Imprimerie officielle (p. 30-35).

L’HÔTEL DE VILLE



HÔTEL DE VILLE

Les travaux de construction de l’Hôtel de Ville actuel, commencés par l’entrepreneur Krous en 1884 furent bientôt interrompus. Mais la municipalité les fit continuer en 1900 sur un plan modifié. Ils ont pris fin en 1901.

À la place des ruines désolées de ce grand terrain vague rempli de hautes herbes d’où émergeaient de ci de là quelques fers rouillés, à la place de ce qu’on appelait « la Vieille Mairie », bâtiment inachevé qui déparait l’une des principales rues du chef-lieu, s’est élevé un élégant édifice dont l’inauguration eut lieu le 21 septembre 1901. Il est entouré d’une grille de 35 mètres environ du côté de la rue Amiral de Gueydon et de près de 70 mètres dans la rue de la République, et l’allée de l’entrée est flanquée de deux grandes pièces d’eau.

L’on voit sur la façade les armes de la Ville et la patriotique devise « France Toujours » que, par acclamation, le Conseil Municipal a ajoutée à ces armes.

« C’est le serment gravé sur la pierre et plus profondément encore dans nos cœurs d’être toujours Français ou de ne pas être[1]. »

Ces armes se composent de la couronne indiquant la place forte, d’un cartouche sur lequel sont disposés les faisceaux du licteur, l’ancre, la hache et la feuille de chêne. Ce cartouche est soutenu de droite et de gauche par deux consoles.

Au milieu du toit s’élève un campanile portant une horloge à quatre faces.

Deux escaliers conduisent au premier étage, dans le foyer où triomphe seule la statue de la Liberté de A. Carrier Belleuse, de 1879.

L’artiste a représenté une Liberté qui, après avoir brisé les fers d’un esclave, étend victorieusement les bras et montre au monde les fragments des liens rompus. « Sa figure rayonne d’une beauté auguste et sa bouche clame avec force les temps nouveaux… L’homme demi-nu, dont les muscles saillent vivants, sous le bronze des bras, des jambes et de la poitrine, lève vers elle, un visage bouleversé… mais où brillent des yeux remplis d’une tendresse et d’une reconnaissance infinies. Le groupe est admirable de la déesse qui libère, et de l’esclave qui se dresse timidement n’osant encore croire à son bonheur. L’artiste a mis dans ce double mouvement une fougue telle que l’on croit voir animés les personnages, et après, l’oreille surprise, note l’absence du cri qui sort de la bouche ouverte ».

Sur le socle sont gravés, sur une plaque de cuivre, les termes mêmes du décret d’abolition, et les noms des signataires de ce décret, membres du gouvernement provisoire de 1848 : Dupont de l’Eure, Lamartine, Armand Marrast, Garnier Pagès, Albert, Marie, Ledru Rollin, Flocon, Crémieux, Louis Blanc et Arago. Sept de ces noms ont été donnés à des rues de Fort-de-France.

## Consigne
Selon le texte sur l’Hôtel de Ville, à quelle date l’édifice a-t-il été inauguré ? Les lignes qui suivent ne sont pas nécessaires.

## Données fournies
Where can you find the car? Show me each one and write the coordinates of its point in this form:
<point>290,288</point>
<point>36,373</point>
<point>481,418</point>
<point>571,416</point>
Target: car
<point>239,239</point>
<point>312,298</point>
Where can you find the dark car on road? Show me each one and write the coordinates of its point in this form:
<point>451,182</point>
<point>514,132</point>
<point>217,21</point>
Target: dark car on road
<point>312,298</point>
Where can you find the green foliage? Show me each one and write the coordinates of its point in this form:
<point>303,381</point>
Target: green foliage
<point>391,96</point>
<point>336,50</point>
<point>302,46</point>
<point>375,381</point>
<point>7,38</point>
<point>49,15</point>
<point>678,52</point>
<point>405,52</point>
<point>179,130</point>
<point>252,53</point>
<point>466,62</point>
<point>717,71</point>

## Résultat attendu
Le 21 septembre 1901.